Direction » Write out the lines of the data again, requests included, starting at the line containing "find the fluted column" and ending at the last line of the data, with 122 added to every coordinate in the answers.

A block of data:
Begin

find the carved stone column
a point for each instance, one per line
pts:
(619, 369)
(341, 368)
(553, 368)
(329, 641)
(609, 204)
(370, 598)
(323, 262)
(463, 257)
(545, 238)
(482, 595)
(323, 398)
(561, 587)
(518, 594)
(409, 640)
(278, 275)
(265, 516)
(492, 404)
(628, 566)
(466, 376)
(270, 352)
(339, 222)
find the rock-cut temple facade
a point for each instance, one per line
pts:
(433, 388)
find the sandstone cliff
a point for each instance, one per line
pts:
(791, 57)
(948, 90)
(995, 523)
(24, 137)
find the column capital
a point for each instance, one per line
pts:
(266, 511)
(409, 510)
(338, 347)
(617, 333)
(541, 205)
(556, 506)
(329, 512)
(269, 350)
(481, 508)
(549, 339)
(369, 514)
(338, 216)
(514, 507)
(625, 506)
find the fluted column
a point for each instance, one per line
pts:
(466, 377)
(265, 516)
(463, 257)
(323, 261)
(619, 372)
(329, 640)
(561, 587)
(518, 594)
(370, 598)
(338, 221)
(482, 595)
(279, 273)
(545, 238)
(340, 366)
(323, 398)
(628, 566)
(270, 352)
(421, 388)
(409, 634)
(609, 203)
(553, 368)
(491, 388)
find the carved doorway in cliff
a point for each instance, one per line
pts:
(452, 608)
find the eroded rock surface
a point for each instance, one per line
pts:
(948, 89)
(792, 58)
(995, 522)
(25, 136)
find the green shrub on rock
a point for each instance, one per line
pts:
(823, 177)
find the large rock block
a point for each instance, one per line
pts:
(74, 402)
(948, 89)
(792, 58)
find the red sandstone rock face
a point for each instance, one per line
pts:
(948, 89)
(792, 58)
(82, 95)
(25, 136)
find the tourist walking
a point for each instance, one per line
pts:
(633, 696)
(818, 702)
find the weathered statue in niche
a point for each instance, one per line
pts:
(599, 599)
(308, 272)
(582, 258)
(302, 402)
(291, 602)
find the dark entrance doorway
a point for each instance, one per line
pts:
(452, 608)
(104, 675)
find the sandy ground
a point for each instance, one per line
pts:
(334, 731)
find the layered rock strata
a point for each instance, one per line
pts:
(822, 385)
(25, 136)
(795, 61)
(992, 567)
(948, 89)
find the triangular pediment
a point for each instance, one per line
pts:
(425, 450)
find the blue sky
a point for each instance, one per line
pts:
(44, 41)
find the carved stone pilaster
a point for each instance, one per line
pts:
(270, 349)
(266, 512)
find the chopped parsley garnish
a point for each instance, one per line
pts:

End

The completed task »
find the fluted column
a point for each instance, one per line
pts:
(588, 499)
(387, 638)
(585, 379)
(445, 383)
(741, 494)
(451, 762)
(683, 709)
(640, 716)
(492, 720)
(460, 343)
(604, 717)
(401, 395)
(667, 360)
(462, 488)
(445, 520)
(750, 688)
(392, 474)
(543, 510)
(531, 756)
(731, 325)
(675, 490)
(613, 510)
find the carved doorway in cliff
a point for each instance, one per line
pts:
(574, 730)
find the eroded rock surface
a point for each instance, one per line
pts:
(1070, 211)
(914, 180)
(1117, 644)
(147, 258)
find the green shrub on rock
a point for each instance, one per line
pts:
(945, 299)
find the large rock block
a point for each instance, one per line
pts:
(196, 524)
(1070, 211)
(914, 180)
find the red sandstone rock face
a point for each instance, one per line
pts:
(1070, 211)
(914, 180)
(204, 217)
(147, 258)
find the tourist walking
a point for each instance, one per line
pts:
(755, 818)
(940, 824)
find the weathered statue in niche
a point for each instance, one per line
pts:
(721, 721)
(430, 394)
(704, 380)
(424, 524)
(413, 724)
find the dark entrance doorway
a point for each instance, one per line
pts:
(574, 730)
(226, 797)
find the sandy ground
a point for each instance, one per line
pts:
(456, 853)
find the layered rock strata
a point for each instance, one per line
pts:
(944, 507)
(147, 258)
(917, 183)
(1114, 689)
(1070, 211)
find the triangular pediment
a point for each instance, one per line
pts:
(547, 572)
find the blue sky
a point for each instance, one per line
pts:
(166, 163)
find the carved stone pilaster
a point for each instance, one per line
pts:
(392, 471)
(388, 634)
find the chopped parsley garnish
a point for each instance, one per line
pts:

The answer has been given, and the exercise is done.